Provided material -
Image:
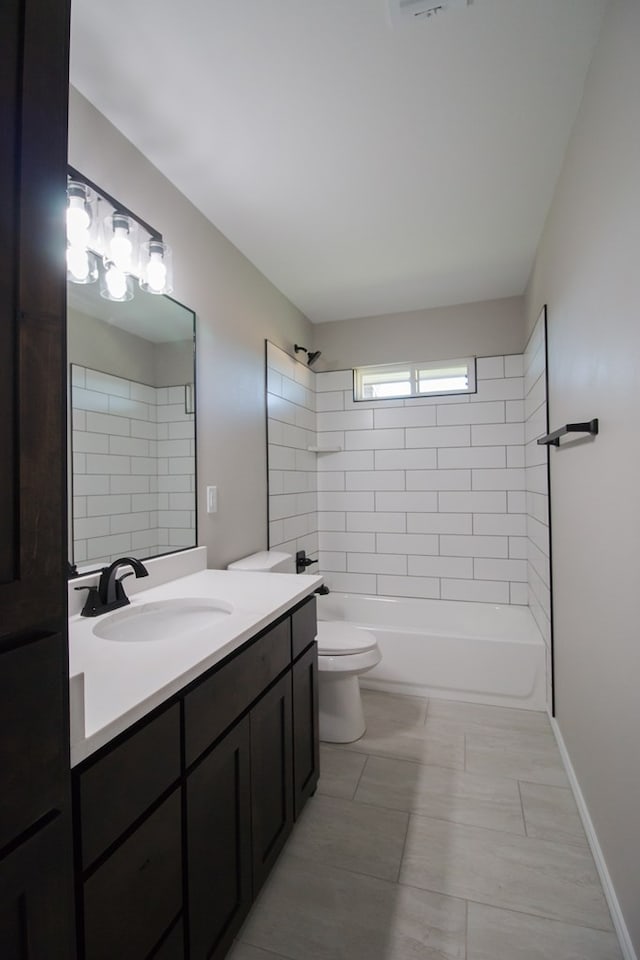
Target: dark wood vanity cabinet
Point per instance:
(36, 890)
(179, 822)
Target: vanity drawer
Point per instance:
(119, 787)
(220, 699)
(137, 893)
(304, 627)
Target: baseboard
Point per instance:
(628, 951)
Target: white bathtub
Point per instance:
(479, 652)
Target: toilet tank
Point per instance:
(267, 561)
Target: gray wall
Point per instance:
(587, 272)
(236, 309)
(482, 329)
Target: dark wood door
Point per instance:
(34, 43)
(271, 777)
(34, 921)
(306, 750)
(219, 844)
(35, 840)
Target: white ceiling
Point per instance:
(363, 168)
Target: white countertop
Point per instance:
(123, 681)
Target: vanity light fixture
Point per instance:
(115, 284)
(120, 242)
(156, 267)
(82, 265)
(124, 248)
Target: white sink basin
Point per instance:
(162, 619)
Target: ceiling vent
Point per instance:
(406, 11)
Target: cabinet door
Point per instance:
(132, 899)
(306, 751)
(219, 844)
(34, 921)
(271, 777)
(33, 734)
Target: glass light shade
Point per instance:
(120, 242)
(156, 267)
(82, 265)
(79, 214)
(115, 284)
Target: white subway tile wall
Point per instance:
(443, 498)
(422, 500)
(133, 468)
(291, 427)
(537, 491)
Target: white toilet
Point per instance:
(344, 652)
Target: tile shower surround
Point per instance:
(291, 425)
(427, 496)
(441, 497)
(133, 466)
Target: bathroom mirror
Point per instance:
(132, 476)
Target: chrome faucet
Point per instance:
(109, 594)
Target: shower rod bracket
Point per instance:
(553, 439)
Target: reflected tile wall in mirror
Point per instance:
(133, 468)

---

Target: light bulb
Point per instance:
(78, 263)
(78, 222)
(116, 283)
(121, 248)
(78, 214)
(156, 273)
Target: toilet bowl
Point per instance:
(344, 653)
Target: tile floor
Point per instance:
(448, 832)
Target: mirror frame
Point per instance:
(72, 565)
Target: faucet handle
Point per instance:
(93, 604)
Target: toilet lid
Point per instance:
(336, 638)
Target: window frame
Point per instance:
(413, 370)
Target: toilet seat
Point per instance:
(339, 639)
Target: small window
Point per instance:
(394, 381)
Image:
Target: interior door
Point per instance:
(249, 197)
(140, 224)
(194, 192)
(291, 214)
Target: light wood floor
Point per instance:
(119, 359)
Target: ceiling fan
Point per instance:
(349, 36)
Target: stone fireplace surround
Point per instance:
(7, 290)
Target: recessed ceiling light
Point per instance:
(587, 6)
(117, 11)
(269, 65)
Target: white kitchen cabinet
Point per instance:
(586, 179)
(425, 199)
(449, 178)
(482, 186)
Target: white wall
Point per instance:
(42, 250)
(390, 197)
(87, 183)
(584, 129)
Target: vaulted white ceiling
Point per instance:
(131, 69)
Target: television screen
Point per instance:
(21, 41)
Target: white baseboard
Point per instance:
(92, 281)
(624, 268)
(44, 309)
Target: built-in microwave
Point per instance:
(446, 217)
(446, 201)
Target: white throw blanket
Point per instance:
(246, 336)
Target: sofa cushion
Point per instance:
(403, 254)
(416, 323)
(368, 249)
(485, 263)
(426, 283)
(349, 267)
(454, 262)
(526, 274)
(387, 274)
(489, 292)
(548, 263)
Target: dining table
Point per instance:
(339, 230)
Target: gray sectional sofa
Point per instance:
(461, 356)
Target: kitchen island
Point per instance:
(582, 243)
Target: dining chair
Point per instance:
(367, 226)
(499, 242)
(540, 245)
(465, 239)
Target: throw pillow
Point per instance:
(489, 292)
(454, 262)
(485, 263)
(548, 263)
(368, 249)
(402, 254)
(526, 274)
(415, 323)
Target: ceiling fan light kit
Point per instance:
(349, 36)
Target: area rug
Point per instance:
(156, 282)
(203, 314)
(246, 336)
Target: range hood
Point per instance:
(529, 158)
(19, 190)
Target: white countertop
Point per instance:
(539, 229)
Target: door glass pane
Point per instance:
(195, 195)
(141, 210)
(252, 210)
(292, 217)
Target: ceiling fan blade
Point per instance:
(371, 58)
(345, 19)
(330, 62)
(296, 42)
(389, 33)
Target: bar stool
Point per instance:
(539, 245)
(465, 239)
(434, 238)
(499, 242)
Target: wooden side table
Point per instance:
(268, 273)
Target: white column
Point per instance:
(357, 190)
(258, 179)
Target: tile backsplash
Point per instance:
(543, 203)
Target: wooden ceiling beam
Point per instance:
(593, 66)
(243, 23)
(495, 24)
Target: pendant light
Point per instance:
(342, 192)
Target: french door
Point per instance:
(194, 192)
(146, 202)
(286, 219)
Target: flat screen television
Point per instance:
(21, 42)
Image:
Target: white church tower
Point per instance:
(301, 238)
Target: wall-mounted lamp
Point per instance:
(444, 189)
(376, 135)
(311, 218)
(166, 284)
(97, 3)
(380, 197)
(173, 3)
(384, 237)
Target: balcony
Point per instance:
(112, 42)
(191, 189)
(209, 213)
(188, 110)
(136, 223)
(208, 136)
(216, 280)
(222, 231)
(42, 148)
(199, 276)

--

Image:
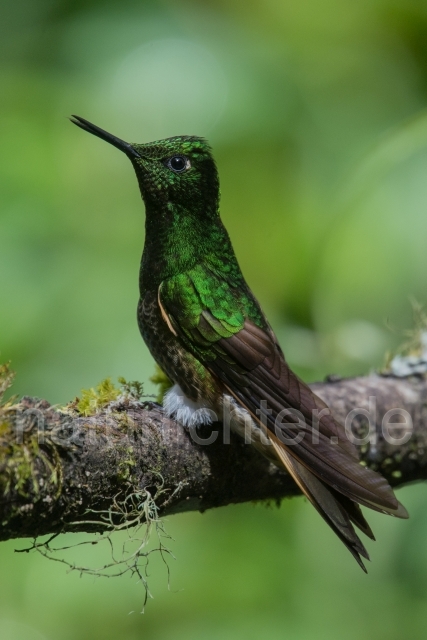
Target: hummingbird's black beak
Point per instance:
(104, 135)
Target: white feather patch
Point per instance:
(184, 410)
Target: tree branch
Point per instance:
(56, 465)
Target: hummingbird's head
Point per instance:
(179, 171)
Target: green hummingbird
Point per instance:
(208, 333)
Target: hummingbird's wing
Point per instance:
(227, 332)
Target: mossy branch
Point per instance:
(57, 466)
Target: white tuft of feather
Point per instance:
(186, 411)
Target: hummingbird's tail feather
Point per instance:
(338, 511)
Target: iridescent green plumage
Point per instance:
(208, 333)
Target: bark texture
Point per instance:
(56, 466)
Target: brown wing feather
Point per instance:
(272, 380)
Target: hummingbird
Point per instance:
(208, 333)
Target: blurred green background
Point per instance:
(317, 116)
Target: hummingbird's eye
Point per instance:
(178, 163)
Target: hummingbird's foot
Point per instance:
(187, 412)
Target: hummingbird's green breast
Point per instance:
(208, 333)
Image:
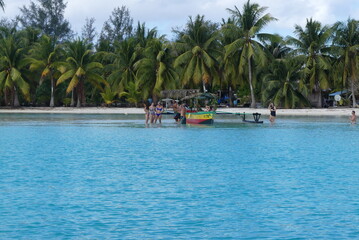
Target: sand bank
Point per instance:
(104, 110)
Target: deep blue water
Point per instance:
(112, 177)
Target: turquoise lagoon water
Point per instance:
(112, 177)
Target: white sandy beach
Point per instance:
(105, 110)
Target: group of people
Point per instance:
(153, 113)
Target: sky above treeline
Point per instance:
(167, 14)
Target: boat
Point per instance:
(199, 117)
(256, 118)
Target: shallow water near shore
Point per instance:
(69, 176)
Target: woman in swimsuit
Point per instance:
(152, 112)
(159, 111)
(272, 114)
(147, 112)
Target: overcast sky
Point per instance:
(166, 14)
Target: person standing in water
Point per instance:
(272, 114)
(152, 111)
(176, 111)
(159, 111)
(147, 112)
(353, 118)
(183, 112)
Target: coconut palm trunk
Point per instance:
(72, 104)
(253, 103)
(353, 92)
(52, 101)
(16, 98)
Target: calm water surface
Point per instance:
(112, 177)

About this task - Search the data for the word "light" and copy each line where it appears.

Result for this task -
Target: vanity light fixture
Target: glass light shade
Target: light bulb
Target: light wood floor
Target: recessed ceiling light
Target: ceiling fan light kit
Target: pendant light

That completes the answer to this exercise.